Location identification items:
········
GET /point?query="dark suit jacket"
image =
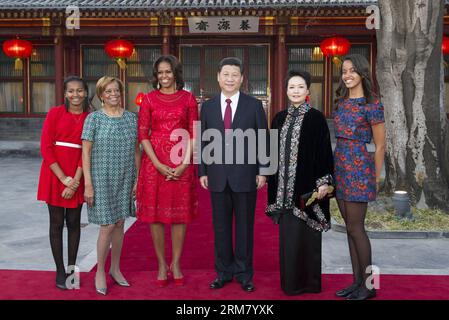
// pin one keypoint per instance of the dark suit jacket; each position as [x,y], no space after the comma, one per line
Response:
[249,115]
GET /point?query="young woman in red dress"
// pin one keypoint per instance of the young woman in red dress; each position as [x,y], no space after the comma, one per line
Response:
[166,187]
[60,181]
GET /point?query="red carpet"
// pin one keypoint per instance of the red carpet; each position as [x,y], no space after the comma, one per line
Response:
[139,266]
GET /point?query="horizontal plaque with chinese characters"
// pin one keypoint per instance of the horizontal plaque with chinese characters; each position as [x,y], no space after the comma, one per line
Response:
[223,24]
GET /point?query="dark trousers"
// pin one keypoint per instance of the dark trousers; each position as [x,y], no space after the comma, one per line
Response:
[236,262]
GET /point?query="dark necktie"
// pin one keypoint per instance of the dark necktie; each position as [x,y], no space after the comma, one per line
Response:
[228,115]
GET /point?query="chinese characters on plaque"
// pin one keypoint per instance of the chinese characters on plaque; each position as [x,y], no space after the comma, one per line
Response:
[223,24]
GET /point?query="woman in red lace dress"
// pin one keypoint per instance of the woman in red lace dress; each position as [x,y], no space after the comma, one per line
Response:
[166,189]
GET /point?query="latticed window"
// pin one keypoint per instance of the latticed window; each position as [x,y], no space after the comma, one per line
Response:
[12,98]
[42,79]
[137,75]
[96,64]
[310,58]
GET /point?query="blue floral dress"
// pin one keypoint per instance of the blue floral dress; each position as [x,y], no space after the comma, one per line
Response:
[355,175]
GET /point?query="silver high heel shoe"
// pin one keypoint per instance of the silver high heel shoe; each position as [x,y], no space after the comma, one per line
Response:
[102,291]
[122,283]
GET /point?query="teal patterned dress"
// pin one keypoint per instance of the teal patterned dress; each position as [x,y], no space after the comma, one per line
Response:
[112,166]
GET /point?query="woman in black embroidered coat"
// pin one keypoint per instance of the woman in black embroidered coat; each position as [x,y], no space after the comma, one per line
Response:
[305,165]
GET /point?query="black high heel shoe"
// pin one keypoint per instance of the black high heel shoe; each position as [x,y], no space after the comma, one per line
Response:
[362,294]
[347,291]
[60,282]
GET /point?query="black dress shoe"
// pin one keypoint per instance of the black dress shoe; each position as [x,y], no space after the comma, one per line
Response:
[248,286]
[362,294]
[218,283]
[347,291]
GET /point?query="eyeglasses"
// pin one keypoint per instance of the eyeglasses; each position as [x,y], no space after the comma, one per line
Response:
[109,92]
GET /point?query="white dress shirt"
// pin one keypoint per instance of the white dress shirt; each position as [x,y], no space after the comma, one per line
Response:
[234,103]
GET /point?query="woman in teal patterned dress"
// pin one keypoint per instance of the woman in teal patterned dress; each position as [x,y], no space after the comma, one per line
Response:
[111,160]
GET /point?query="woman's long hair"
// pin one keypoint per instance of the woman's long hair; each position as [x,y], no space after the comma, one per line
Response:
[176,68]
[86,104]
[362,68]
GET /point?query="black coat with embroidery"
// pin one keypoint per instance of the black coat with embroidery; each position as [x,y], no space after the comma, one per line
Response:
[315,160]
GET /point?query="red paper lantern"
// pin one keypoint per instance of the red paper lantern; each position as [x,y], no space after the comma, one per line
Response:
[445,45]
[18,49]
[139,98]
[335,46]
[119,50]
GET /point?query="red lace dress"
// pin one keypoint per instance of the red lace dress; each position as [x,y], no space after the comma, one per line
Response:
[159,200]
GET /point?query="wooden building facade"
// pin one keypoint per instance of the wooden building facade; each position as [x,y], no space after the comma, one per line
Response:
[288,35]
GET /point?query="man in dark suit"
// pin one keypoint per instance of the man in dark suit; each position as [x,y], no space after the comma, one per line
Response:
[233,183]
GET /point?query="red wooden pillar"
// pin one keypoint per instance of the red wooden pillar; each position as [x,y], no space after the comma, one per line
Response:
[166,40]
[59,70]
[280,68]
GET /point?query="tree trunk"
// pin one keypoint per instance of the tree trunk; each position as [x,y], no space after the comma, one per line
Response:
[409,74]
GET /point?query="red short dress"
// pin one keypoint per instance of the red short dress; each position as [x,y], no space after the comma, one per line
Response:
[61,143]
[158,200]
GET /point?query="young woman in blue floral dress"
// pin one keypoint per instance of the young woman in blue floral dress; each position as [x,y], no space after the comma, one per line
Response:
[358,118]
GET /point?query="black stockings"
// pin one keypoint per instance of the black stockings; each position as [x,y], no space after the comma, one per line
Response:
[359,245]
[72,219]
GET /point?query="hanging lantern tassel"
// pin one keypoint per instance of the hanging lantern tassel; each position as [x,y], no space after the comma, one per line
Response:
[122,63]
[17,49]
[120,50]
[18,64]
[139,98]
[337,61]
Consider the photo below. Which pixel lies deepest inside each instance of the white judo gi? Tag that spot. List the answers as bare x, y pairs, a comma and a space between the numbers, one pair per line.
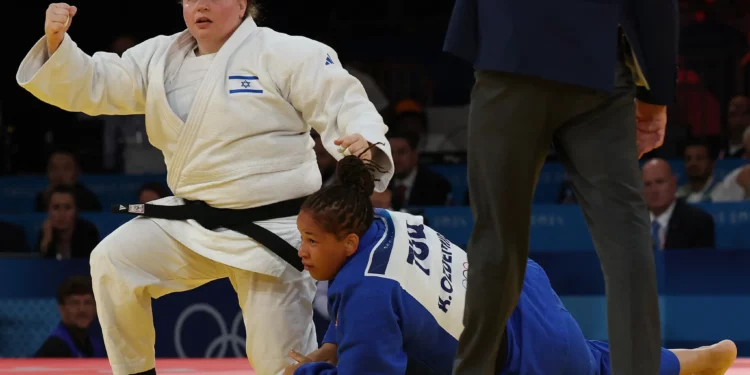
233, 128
········
Task goal: Leaving out every picture, transcribe exactly the lines from the line that contains "Consider the photo" through the final line of the entries above.

Solution to this exercise:
Consider the photo below. Which pixel lies deepest inside each instance of the white judo gi? Tag that spot. List the answers as bare x, y pairs, a comma and a space between the numbers, one pair per line.
233, 128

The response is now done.